= Beginning of Section =

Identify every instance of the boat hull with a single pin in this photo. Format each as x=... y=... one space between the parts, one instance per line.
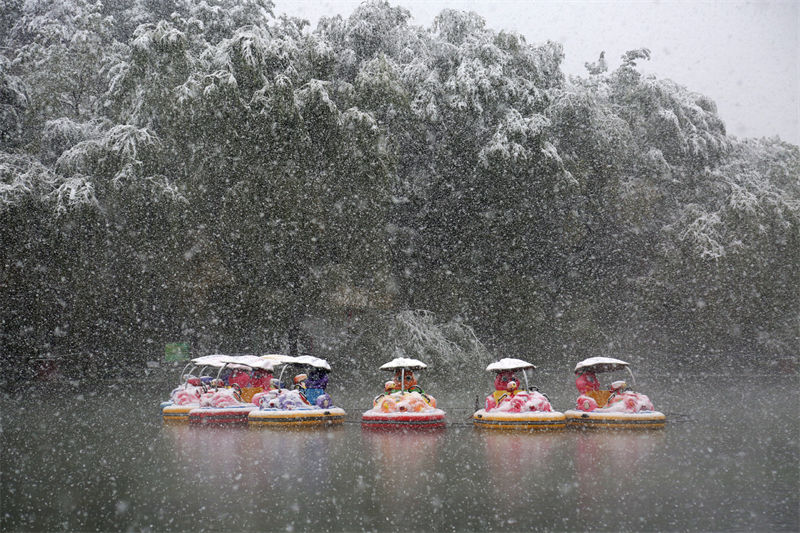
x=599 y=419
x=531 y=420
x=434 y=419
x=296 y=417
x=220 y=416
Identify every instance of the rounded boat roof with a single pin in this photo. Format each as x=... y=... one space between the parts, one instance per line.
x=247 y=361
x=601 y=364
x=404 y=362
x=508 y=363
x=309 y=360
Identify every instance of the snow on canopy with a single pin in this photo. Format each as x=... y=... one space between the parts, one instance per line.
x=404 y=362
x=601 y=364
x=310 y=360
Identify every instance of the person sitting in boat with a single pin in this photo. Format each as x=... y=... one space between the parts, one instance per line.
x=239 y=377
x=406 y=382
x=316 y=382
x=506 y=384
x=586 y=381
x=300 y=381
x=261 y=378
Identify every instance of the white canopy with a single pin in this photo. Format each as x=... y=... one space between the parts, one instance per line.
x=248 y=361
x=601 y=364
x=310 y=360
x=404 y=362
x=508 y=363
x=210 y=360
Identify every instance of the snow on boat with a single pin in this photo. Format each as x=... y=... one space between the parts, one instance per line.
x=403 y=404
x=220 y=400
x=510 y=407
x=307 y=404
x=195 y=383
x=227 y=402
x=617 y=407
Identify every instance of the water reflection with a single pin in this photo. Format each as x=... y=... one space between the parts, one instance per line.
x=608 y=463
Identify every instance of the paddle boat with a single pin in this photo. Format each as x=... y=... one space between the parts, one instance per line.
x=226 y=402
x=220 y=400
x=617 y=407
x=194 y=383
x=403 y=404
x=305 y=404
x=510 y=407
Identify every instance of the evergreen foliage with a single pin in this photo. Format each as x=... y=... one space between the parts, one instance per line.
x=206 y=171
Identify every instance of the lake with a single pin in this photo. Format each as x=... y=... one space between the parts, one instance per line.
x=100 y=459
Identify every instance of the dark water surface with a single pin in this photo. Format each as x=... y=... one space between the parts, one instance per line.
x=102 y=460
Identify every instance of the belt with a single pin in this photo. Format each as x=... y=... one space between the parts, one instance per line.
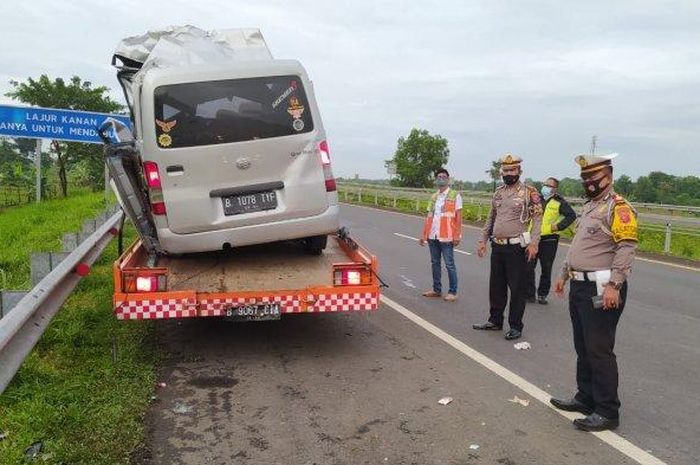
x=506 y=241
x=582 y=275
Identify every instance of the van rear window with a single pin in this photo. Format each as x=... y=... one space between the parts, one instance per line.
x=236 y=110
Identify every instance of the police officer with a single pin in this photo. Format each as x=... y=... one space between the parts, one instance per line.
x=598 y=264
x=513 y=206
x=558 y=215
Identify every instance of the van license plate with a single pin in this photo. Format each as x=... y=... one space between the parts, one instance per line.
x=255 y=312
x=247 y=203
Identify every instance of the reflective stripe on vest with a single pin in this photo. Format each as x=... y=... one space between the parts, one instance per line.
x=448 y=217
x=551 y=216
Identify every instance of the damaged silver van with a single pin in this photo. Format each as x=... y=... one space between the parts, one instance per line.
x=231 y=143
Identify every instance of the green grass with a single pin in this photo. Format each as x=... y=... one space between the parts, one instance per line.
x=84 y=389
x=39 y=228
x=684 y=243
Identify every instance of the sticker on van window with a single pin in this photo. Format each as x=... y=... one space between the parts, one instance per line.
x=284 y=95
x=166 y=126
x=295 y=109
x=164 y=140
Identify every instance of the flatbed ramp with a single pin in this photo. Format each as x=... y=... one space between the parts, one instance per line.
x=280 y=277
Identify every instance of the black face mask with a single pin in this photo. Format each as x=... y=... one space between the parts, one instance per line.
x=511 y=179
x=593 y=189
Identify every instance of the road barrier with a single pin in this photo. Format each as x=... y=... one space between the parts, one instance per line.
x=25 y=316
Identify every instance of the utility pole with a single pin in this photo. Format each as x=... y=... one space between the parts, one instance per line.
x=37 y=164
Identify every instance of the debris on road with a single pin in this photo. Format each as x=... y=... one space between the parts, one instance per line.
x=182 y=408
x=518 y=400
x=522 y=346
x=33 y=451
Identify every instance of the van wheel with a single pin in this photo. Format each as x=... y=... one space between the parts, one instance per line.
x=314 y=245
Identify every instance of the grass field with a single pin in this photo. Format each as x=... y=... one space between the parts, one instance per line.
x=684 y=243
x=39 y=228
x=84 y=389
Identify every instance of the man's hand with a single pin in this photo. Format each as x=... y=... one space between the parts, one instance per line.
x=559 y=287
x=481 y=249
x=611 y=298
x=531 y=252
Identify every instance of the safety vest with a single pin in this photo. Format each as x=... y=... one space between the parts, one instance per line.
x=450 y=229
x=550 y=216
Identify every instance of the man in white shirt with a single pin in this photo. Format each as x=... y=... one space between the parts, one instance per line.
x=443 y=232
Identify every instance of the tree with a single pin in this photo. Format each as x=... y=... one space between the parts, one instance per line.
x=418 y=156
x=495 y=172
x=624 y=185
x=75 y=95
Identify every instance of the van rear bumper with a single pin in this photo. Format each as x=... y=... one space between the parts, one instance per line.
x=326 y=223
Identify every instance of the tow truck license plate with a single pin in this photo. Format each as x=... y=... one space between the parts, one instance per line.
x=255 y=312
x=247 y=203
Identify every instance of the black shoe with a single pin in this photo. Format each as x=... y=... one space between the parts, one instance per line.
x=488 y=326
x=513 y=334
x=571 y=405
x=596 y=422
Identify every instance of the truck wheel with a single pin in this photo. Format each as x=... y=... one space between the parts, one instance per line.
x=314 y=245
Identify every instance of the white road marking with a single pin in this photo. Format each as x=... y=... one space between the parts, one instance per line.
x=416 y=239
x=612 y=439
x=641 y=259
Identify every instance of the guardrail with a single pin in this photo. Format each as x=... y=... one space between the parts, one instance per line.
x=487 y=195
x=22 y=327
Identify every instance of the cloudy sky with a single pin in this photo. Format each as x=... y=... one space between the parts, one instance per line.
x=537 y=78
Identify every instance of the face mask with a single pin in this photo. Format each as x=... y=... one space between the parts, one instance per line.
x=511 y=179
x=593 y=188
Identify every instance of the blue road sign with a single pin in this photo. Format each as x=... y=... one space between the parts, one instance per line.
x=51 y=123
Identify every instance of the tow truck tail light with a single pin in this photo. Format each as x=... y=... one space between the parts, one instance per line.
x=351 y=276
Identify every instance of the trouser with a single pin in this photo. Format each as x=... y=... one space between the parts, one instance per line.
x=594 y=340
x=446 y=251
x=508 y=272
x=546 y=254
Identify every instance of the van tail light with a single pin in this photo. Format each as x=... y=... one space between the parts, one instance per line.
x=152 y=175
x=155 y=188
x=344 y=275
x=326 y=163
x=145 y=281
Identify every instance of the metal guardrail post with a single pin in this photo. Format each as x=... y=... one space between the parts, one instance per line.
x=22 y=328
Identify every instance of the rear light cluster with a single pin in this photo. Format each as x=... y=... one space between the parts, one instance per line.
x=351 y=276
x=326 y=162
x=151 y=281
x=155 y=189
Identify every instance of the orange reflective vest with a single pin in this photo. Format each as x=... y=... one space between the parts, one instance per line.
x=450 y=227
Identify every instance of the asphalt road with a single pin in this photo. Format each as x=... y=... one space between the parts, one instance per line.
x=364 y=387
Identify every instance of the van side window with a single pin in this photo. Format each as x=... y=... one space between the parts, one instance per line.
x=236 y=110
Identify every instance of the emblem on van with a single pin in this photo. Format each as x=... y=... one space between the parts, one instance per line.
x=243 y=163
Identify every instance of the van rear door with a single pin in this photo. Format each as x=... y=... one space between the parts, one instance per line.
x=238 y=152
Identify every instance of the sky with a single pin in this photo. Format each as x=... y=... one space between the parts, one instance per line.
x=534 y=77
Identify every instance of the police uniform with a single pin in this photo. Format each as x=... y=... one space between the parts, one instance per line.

= End of Section =

Problem statement: Repeat every record above exactly. Omit the pictures.

Reply:
Identify every instance of the boat hull with a single pin in this photo. Format each as x=... y=... one space between the parts, one instance per line.
x=599 y=419
x=531 y=420
x=434 y=419
x=296 y=417
x=220 y=416
Identify every instance of the rounded boat roof with a single pin in this photo. Format each as x=... y=... one space between the parts, one instance per line.
x=247 y=361
x=601 y=364
x=404 y=362
x=508 y=363
x=309 y=360
Identify every instance of the snow on canopy with a single pin in this photo. Format each as x=... y=... one space between the parts, one instance per line.
x=404 y=362
x=601 y=364
x=310 y=360
Identify every instance of the person sitting in boat with a single pin in this photo. Format each as x=... y=... one space between the parts, one instance per line.
x=239 y=377
x=406 y=382
x=316 y=382
x=506 y=384
x=586 y=381
x=300 y=381
x=261 y=378
Identify every instance of the white canopy with a single pin in this photo. Format each as x=... y=... one space between the parts, one instance per line.
x=248 y=361
x=601 y=364
x=310 y=360
x=404 y=362
x=508 y=363
x=210 y=360
Identify every instance of the snow on boat with a single pin in this photo. Format each as x=... y=... one space between the parts, one instance per line.
x=403 y=404
x=220 y=400
x=510 y=407
x=307 y=404
x=195 y=383
x=227 y=402
x=617 y=407
Identify every instance of the water reflection with a single pin in this photo. Format each as x=... y=... one space between the parts, one instance per line.
x=608 y=463
Identify every instance of the paddle boat with a single pin in this photo. Format each as x=... y=... one space between the parts, one instance per line.
x=226 y=402
x=220 y=400
x=617 y=407
x=194 y=383
x=403 y=404
x=305 y=404
x=510 y=407
Identify every instance of the evergreen foliage with a single pin in this photo. Format each as x=... y=... one space between the parts, one instance per line.
x=206 y=171
Identify every instance of the lake with a single pin in this photo. Format each as x=... y=... one space between the parts, one instance per line.
x=100 y=459
Identify every instance of the dark water surface with a single pin in this photo. Format each as x=... y=... one space between the parts, one instance per line.
x=102 y=460
Identify every instance of the belt with a single pin in this photo. Format each as x=... y=... one space between the parts, one instance per line.
x=506 y=241
x=582 y=275
Identify every instance of the van rear window with a single pin in this photo. Format each as x=... y=... one space between the parts, one instance per line.
x=236 y=110
Identify every instance of the police officer with a single pin in this photo. Format each as x=... y=... one space between the parts, one instance per line.
x=598 y=264
x=513 y=206
x=558 y=215
Identify every instance of the van license plate with a single pin in this photo. Format each as x=... y=... one space between the parts, one instance per line.
x=255 y=312
x=247 y=203
Identify every instance of the reflective stripe on vest with a single pin in this photo. Format each as x=... y=... one space between the parts, one instance per line.
x=448 y=217
x=551 y=216
Identify every instance of the damaged silver van with a single pin in this photo. Format each as x=... y=... one space between the parts, one instance per line.
x=231 y=143
Identify every instance of the green grass with a single pin in this photo. Format each as x=... y=... one space between the parts, one instance per line.
x=84 y=389
x=39 y=228
x=684 y=243
Identify every instance of the sticker on van window with a single pin in this photo. Format each as x=... y=... one space between the parts, one instance per line.
x=284 y=95
x=166 y=126
x=295 y=109
x=164 y=140
Identify every instance of the flatbed ramp with a single pin in this photo. Format each as x=... y=... one space between the parts, one instance per line.
x=280 y=277
Identify every instance of the black face mask with a single pin in this photo. Format each as x=... y=... one space between the parts, one instance per line.
x=511 y=179
x=593 y=189
Identify every instance of the road barrier with a single pin in this photo. Format each as x=... y=... one space between the parts, one instance per line.
x=25 y=316
Identify every instance of the utility pole with a single pin in this photo. Format each as x=... y=... one space between the parts, one instance per line.
x=37 y=164
Identify every instance of the debris on road with a single pin in this photo. Format each as x=... y=... one space between the parts, one instance per line.
x=182 y=408
x=518 y=400
x=522 y=346
x=33 y=451
Identify every instance of the van wheel with a single pin in this photo. Format each as x=... y=... one space between the parts, one instance per line.
x=314 y=245
Identify every instance of the grass field with a single pin in this photo. Format each as x=... y=... one space between the parts, one instance per line.
x=684 y=243
x=39 y=228
x=84 y=389
Identify every instance of the man's hand with a single pin in this photo. Format each as x=... y=... one space between the parts, one instance per line.
x=559 y=287
x=481 y=249
x=611 y=298
x=531 y=252
Identify every instance of the safety vest with a single pin in this photo. Format each as x=... y=... one space between the parts, one instance per line.
x=450 y=229
x=550 y=216
Identify every instance of the man in white shirt with a single pin in this photo. Format each as x=... y=... one space between the parts, one instance per line.
x=443 y=232
Identify every instance of the tree with a single pin in this photo. Format each as x=... y=... one space between the parts, one instance per line.
x=418 y=156
x=495 y=172
x=624 y=185
x=75 y=95
Identify every instance of the van rear bumper with a single pin in this photo. Format each as x=... y=... one space between the parts, one instance per line.
x=326 y=223
Identify every instance of the tow truck license plate with a single pin in this photo. Format each as x=... y=... one space between the parts, one instance per line.
x=255 y=312
x=247 y=203
Identify every instance of the black shoe with a single pin in this photo. Format each as x=... y=... one space between the parts, one instance per line.
x=488 y=326
x=513 y=334
x=571 y=405
x=596 y=422
Identify every instance of the truck wheel with a single pin in this photo. Format each as x=... y=... one space between the parts, one instance per line.
x=314 y=245
Identify every instance of the white road marking with a single pin in this photo. Format each as x=... y=... one space between the parts, one instance per line.
x=416 y=239
x=612 y=439
x=641 y=259
Identify every instance of the guardrail with a single pin in this photo. Format each as x=... y=... one space between the parts, one instance per line.
x=487 y=195
x=22 y=327
Identify every instance of the cloudy sky with a single pin in this photo. Format each as x=... y=... one space between the parts, one instance per line.
x=537 y=78
Identify every instance of the face mask with a single pin in this photo. Format each as x=... y=... one space between the parts, one instance per line.
x=511 y=179
x=593 y=188
Identify every instance of the blue road sign with a single pin in this photo. Format each as x=... y=... one space between the parts, one instance per line.
x=51 y=123
Identify every instance of the tow truck tail light with a single pin in this photo. Format each as x=... y=... one space between the parts, one instance per line.
x=351 y=276
Identify every instance of the trouser with a single pin in this photo. Format each as x=... y=... one space between the parts, one instance per line.
x=594 y=340
x=446 y=251
x=508 y=272
x=546 y=254
Identify every instance of the van tail light with a single pin in this photo. Format each as x=... y=... one space between the parts, one instance per line.
x=152 y=175
x=155 y=188
x=344 y=275
x=326 y=163
x=145 y=281
Identify every instance of the metal guardrail post with a single pin in this photo. Format each as x=... y=... one space between the parts, one instance per line.
x=22 y=328
Identify every instance of the rear light cluster with a single pin in this photo. Format each as x=... y=... one space between the parts, one instance per line.
x=351 y=276
x=326 y=162
x=151 y=281
x=155 y=189
Identify every instance of the orange reflective vest with a single pin in this photo. Format each as x=... y=... one space between the parts, one instance per line.
x=450 y=227
Identify every instance of the asphalt road with a single pin in this photo. Format each as x=... y=... one space between the parts, one instance per line.
x=364 y=387
Identify every instance of the van side window with a single pin in this photo. Format each as x=... y=... one space between the parts, one instance per line.
x=236 y=110
Identify every instance of the emblem on van with a single pin in this photo. Format each as x=... y=... one space between the parts, one instance per line.
x=243 y=163
Identify every instance of the van rear door with a single pin in this photo. Format each as x=... y=... one space between the parts, one instance per line.
x=238 y=152
Identify every instance of the sky with a single pin in this photo. Format each as x=... y=... one space between the parts, one instance per line.
x=534 y=77
Identify every instance of the police uniform with a single pin in this photo. Format each as x=... y=... one space between the parts, one instance per line.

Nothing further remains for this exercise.